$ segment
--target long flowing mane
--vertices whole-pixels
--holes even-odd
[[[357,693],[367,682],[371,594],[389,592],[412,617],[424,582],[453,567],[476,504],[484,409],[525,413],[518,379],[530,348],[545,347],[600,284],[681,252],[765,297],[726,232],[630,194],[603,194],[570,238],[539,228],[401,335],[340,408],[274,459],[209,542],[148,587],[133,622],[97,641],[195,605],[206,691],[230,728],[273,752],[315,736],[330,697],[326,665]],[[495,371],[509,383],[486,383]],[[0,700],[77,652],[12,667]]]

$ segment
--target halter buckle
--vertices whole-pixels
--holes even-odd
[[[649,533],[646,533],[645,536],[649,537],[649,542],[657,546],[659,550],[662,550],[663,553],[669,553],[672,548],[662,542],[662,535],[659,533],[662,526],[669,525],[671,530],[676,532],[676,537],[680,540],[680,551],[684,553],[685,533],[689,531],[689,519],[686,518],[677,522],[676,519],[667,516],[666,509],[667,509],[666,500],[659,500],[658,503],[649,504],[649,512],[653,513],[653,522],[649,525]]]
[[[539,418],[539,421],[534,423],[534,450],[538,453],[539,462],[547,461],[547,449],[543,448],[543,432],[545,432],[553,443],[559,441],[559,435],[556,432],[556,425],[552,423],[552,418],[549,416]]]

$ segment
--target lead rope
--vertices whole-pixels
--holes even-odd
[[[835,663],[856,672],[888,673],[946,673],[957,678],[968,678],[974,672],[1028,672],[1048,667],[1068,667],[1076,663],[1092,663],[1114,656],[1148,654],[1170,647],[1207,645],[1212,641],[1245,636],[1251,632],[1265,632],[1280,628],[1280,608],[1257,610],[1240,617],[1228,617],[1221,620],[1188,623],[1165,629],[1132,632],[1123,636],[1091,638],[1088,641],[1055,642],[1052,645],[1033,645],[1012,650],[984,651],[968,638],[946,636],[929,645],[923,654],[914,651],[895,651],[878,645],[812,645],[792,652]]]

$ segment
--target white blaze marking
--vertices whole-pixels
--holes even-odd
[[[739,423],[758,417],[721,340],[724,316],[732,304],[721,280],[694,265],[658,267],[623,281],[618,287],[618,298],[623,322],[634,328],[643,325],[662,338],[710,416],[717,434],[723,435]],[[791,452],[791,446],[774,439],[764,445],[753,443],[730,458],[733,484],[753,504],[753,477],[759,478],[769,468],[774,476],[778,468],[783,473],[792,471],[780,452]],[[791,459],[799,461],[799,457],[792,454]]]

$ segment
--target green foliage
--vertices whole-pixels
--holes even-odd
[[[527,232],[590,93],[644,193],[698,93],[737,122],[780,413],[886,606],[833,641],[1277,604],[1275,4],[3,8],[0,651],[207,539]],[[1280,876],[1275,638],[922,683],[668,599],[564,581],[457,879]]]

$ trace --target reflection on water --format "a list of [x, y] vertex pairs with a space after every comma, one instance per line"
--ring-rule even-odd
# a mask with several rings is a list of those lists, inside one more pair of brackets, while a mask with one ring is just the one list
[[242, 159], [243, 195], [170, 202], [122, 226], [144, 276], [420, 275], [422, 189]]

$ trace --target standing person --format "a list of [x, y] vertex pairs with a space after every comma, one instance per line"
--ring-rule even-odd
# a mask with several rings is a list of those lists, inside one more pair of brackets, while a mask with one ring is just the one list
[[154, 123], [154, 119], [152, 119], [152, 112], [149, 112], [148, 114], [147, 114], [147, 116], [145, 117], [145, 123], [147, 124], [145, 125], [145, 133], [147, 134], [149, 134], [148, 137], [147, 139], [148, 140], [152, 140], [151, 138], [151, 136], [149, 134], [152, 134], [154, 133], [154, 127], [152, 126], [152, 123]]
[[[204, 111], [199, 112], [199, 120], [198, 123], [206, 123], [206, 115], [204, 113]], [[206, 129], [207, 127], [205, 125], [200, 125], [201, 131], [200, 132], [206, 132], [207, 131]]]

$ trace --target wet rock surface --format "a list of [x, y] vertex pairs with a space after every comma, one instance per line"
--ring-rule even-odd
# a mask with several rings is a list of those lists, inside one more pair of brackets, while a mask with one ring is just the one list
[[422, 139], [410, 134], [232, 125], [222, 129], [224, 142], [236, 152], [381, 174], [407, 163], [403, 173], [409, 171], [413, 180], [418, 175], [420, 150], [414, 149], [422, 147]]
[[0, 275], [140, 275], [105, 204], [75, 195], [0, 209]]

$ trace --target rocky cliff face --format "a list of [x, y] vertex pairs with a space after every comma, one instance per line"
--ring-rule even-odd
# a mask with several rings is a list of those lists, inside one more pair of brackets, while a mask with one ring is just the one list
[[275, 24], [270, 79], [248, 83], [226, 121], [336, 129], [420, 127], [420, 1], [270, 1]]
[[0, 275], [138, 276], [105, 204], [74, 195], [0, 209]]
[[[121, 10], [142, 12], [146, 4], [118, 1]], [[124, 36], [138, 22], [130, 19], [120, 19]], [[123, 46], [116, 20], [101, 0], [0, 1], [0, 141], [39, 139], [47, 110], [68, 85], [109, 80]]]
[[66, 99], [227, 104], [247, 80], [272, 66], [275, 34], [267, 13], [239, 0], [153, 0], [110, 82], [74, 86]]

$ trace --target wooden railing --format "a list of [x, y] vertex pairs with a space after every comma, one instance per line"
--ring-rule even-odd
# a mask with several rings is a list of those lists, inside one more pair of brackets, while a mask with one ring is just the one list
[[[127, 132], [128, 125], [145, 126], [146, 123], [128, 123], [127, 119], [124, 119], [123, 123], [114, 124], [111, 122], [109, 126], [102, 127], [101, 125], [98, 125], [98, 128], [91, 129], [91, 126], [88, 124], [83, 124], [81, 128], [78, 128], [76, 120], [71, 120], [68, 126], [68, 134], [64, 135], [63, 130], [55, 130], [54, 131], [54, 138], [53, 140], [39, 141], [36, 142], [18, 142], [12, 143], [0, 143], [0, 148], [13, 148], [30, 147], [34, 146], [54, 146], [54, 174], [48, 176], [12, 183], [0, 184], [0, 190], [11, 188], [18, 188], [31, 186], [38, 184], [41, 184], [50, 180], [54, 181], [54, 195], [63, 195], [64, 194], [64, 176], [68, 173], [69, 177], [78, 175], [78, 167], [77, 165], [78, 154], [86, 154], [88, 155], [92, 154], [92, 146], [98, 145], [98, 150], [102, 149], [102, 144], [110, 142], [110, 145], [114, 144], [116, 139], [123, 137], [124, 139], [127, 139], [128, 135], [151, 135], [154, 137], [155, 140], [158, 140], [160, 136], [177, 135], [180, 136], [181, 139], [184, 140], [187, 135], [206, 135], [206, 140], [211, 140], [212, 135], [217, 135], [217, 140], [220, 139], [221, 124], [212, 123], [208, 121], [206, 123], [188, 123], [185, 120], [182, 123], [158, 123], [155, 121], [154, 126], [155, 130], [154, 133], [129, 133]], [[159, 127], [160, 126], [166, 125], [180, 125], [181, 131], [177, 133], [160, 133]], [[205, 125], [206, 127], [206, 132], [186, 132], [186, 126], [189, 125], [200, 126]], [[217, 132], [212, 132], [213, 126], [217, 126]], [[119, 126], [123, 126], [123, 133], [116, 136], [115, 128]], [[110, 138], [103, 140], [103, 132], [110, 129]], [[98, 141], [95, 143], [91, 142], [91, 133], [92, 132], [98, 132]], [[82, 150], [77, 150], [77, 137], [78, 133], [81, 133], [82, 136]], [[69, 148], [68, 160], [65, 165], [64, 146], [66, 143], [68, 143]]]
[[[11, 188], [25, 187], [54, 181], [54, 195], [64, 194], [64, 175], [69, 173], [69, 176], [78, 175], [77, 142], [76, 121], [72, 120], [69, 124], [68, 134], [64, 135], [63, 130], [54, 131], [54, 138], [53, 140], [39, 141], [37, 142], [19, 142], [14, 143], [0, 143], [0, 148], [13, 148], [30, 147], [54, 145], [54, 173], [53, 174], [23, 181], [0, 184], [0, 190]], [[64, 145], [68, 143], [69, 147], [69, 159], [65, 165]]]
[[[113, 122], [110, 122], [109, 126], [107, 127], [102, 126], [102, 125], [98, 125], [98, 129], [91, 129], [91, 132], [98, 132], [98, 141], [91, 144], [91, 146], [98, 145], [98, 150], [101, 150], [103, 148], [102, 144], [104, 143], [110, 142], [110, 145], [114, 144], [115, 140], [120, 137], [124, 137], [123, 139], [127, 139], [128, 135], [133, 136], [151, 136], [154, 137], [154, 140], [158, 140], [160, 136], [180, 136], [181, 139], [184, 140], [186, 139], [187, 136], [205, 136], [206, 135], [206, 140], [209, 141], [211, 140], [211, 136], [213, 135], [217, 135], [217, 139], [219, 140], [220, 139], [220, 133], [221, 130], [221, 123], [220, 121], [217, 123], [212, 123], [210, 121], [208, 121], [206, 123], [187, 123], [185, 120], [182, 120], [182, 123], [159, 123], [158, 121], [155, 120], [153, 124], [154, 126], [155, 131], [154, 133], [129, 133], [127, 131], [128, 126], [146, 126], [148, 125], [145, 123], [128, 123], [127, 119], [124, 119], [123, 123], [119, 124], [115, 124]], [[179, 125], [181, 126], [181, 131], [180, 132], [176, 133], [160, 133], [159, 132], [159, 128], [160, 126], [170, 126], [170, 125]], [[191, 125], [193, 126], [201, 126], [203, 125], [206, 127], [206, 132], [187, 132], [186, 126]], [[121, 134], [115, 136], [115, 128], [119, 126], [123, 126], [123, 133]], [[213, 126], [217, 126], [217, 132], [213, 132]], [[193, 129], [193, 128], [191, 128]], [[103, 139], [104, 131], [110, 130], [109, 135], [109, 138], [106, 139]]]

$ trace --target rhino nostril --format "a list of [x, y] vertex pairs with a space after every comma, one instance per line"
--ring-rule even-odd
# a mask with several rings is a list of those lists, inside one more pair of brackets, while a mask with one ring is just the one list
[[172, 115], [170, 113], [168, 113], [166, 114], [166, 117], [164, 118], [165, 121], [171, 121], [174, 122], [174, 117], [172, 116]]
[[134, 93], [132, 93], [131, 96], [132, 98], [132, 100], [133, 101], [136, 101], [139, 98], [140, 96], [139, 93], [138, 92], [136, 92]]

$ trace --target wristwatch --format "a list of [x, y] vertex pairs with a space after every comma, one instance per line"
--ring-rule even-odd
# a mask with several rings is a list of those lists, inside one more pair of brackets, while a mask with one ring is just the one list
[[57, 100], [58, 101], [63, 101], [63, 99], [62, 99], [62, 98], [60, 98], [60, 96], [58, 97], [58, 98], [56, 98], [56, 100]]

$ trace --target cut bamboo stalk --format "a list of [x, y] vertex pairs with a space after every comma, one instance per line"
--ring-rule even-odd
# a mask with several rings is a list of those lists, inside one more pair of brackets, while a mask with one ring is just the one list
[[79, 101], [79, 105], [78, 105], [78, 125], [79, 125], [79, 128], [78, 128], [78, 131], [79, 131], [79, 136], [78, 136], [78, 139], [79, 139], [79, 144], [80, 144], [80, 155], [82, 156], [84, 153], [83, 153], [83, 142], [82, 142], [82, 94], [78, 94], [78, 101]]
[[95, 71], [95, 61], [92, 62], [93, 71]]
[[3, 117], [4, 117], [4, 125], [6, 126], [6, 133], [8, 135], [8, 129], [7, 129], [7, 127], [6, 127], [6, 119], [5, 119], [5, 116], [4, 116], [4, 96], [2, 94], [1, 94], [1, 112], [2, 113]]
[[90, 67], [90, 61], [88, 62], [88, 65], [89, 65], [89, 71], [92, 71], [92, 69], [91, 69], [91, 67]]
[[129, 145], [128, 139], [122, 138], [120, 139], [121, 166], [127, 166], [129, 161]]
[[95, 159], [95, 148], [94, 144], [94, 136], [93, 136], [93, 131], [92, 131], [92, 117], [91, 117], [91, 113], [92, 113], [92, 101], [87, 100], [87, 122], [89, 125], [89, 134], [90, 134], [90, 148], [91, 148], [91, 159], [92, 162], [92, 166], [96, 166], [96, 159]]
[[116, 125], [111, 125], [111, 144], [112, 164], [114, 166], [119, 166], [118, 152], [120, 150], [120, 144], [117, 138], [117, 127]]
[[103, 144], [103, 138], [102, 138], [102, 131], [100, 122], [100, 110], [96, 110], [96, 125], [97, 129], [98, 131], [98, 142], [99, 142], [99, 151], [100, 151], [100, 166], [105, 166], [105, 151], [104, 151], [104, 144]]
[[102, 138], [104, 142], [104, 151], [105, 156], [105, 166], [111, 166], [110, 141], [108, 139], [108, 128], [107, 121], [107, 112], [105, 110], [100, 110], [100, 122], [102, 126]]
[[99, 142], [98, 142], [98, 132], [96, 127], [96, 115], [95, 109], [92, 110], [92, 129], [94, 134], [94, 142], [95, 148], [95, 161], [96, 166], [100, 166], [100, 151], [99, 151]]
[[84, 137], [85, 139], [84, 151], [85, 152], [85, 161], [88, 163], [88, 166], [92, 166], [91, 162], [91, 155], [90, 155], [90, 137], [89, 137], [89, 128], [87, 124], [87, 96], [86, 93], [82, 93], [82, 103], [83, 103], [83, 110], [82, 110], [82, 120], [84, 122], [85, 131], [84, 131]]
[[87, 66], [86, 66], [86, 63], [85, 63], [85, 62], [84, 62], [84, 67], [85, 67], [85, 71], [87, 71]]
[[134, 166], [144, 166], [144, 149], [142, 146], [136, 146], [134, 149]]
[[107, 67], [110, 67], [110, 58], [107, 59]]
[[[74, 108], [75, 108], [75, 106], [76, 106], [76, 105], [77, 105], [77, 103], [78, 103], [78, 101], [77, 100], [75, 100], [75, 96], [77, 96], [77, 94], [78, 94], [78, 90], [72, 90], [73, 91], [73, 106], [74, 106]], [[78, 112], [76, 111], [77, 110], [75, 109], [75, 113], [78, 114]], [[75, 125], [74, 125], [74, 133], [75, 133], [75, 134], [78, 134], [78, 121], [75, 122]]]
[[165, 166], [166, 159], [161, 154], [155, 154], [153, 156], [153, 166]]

::::

* Description of the task *
Swap "wristwatch" for "pocket watch" in everything from the line containing "trace --target wristwatch" down to the line containing "98], [56, 100]]", and write out only those lines with nothing else changed.

* Correct answer *
$ trace --target pocket watch --format "a list of [x, y] vertex pairs with a space after every comma, one instance per line"
--ring-rule even-odd
# a mask with several rings is a list of those lists, inside one more pair of brackets, while a mask with one ring is just the one list
[[57, 100], [58, 101], [63, 101], [63, 99], [62, 99], [62, 98], [60, 98], [60, 96], [58, 97], [58, 98], [56, 98], [56, 100]]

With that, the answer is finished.